WHAT TO DO: Return the records below exactly; pictures stay out.
══ DATA IN THIS EXERCISE
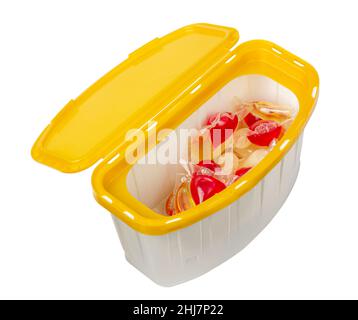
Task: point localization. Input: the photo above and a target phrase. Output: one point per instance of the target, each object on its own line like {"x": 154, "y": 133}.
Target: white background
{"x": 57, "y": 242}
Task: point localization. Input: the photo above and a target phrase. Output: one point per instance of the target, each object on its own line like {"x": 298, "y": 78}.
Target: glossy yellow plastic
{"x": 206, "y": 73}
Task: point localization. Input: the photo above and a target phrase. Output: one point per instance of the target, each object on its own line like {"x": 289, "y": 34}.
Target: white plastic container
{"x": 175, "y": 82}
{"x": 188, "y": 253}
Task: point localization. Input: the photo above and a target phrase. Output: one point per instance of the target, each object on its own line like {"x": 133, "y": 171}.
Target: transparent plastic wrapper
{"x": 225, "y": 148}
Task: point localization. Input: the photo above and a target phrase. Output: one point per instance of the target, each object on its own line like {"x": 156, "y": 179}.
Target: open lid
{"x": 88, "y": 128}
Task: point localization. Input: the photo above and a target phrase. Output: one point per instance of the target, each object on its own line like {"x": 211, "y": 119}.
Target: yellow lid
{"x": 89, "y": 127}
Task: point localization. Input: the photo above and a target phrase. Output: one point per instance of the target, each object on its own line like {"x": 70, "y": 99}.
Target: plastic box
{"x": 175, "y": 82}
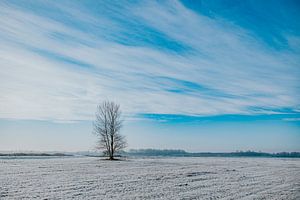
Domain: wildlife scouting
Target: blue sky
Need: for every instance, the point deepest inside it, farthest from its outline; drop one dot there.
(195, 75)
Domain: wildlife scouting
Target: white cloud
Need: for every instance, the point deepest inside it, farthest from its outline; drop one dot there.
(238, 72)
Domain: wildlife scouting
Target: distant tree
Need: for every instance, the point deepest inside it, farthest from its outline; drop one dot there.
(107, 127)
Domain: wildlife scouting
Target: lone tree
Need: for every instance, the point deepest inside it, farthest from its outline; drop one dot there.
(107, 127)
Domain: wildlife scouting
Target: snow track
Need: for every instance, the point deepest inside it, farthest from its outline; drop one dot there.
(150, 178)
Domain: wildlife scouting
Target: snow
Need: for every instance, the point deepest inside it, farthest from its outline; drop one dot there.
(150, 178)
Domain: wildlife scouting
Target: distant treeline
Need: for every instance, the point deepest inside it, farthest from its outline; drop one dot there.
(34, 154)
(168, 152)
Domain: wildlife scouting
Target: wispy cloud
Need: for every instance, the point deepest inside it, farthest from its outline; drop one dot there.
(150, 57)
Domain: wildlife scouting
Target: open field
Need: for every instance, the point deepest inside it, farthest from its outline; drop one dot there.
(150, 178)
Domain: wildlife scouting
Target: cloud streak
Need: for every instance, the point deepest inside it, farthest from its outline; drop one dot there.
════
OUTPUT FOR THIS TASK:
Task: point localization. Input: the photo above and a target phrase. Output: one point per instance of the target, each object on its own line like {"x": 154, "y": 133}.
Target: white background
{"x": 57, "y": 242}
Task: point localization. Input: the photo above and a target phrase. Output: one point per instance of the target, each object on its own line like {"x": 298, "y": 78}.
Target: glossy yellow plastic
{"x": 206, "y": 73}
Task: point localization. Input: the photo above and a target phrase. Output: one point per instance of the target, each object on its own line like {"x": 289, "y": 34}.
Target: white plastic container
{"x": 175, "y": 82}
{"x": 188, "y": 253}
Task: point localization. Input: the photo above and a target phrase. Output: one point per instance of the target, each object on its own line like {"x": 133, "y": 171}.
Target: transparent plastic wrapper
{"x": 225, "y": 148}
Task: point localization. Input: the photo above and a target phrase. Output: one point per instance of the target, each object on its own line like {"x": 156, "y": 179}.
Target: open lid
{"x": 88, "y": 128}
Task: point localization. Input: the photo above and a target phrase. Output: one point per instance of the target, each object on its own line like {"x": 211, "y": 119}.
Target: yellow lid
{"x": 89, "y": 127}
Task: point localization. Input: the photo above and a target phrase. Output: one point per instance of the target, each object on its own line like {"x": 70, "y": 99}.
Target: plastic box
{"x": 175, "y": 82}
Domain: wildlife scouting
Target: blue sky
Need: for every instance, the point deepest inside it, farthest from its outline; drop one dot there.
(195, 75)
Domain: wildlife scouting
Target: white cloud
Need: for every instance, the point deepest inside it, farthest from its outline; drop one dot there.
(238, 72)
Domain: wildlife scouting
Target: distant tree
Need: for every instance, the point deepest inside it, farthest from its outline; drop one dot there.
(107, 127)
Domain: wildlife scouting
Target: lone tree
Need: for every instance, the point deepest inside it, farthest from its outline; drop one dot there.
(107, 127)
Domain: wildlife scouting
Target: snow track
Need: for every instance, the point deepest inside it, farthest from its outline; drop one dot there.
(150, 178)
Domain: wildlife scouting
Target: snow
Need: for every instance, the point deepest inside it, farthest from its outline; drop one dot there.
(150, 178)
Domain: wildlife scouting
Target: distant treeline
Need: for every instance, the point deepest inside it, farthest from its outline; drop one dot there.
(34, 154)
(168, 152)
Domain: wildlife scouting
Target: wispy cloud
Need: for every instance, the point deepest inside it, farthest from its outline; drop one dot there.
(150, 57)
Domain: wildlife scouting
Target: open field
Need: for every instance, the point deepest inside it, farthest from its outline; drop one dot there.
(150, 178)
Domain: wildlife scouting
Target: cloud streak
Need: for every instance, the point deepest inside it, farthest from its outline; drop one dot there.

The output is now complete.